• [Work request]: Line count for "below": say how many lines of the data contain it, with no other text.

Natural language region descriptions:
☆ ☆ ☆

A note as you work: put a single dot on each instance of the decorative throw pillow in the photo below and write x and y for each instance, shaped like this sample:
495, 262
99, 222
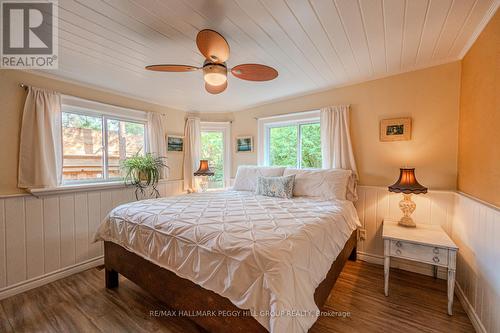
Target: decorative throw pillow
281, 187
246, 176
322, 183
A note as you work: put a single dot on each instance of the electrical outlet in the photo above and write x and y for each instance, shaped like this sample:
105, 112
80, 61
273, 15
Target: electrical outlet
362, 234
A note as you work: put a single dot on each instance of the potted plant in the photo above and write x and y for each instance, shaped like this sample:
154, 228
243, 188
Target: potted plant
143, 172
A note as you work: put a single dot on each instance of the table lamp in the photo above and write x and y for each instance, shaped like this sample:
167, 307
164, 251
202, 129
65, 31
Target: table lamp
408, 185
204, 172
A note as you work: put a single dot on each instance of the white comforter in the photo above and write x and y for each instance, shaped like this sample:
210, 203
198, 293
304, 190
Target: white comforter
264, 254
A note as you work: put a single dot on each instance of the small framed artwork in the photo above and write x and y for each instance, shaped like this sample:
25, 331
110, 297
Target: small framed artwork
175, 143
244, 144
395, 129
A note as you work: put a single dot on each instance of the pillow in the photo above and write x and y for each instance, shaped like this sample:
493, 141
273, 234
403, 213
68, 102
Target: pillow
246, 176
280, 187
324, 183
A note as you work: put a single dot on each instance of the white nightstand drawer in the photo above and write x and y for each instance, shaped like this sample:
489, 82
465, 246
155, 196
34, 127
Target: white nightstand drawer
429, 254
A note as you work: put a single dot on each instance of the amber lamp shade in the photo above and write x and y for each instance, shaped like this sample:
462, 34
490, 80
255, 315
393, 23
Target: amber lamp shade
408, 185
204, 170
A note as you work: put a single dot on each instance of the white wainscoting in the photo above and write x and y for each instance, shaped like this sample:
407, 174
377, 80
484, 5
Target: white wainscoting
476, 230
48, 237
474, 226
376, 203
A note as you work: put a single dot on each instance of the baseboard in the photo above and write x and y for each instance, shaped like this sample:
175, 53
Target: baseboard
469, 309
50, 277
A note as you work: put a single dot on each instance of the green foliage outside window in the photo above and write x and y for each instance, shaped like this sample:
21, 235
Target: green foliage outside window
212, 149
311, 146
283, 144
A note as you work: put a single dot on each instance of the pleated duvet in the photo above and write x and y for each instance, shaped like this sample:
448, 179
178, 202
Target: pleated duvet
264, 254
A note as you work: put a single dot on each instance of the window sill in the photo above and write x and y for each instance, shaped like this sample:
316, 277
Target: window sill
72, 188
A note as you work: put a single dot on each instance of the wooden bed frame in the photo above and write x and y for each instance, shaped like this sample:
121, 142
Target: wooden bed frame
183, 295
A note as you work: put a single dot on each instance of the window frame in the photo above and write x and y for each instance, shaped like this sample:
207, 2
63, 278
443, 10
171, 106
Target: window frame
294, 119
225, 128
82, 107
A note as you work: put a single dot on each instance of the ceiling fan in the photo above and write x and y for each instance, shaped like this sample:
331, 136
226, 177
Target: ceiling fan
215, 49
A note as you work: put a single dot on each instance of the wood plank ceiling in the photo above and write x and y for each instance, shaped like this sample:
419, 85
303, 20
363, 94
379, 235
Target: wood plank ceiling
314, 44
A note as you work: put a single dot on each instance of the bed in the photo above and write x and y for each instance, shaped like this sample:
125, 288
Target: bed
231, 260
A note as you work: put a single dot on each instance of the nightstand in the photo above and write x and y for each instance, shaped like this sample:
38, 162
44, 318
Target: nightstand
426, 243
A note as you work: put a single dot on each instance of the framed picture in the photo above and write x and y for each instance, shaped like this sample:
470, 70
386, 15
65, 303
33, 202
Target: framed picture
395, 129
175, 143
244, 144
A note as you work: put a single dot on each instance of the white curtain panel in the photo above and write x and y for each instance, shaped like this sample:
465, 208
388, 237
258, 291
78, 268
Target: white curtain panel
336, 146
192, 153
40, 149
157, 137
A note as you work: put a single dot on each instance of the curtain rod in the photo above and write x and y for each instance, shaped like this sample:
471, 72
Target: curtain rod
295, 113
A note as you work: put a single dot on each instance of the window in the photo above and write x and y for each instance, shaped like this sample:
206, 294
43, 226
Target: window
95, 141
215, 149
291, 140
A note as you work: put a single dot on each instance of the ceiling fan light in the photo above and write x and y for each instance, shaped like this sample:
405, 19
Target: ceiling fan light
215, 75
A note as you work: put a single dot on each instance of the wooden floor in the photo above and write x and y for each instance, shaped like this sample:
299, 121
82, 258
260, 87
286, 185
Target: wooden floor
80, 303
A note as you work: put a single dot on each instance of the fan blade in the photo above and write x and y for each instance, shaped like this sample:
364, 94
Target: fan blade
212, 45
215, 89
171, 68
254, 72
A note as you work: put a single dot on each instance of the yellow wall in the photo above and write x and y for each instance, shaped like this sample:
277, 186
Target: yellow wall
12, 101
479, 126
430, 96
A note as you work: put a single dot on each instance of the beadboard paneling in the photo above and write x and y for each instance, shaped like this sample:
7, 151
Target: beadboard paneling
43, 236
376, 203
476, 228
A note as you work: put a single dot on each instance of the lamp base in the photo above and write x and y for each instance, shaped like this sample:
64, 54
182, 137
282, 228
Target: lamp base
407, 206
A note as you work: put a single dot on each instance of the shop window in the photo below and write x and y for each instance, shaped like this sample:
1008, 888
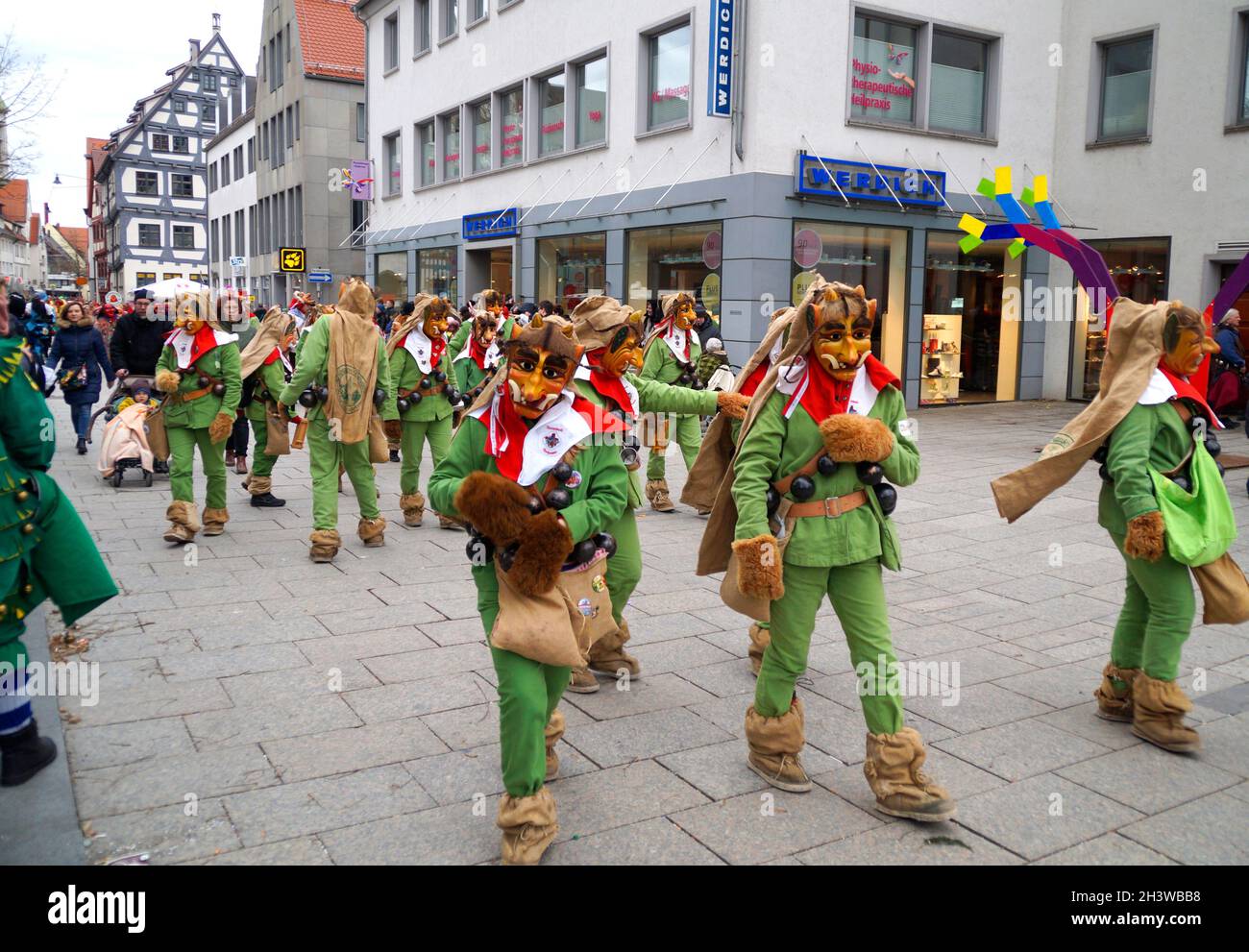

☆ ☆ ☆

• [Answer to the exercise]: 2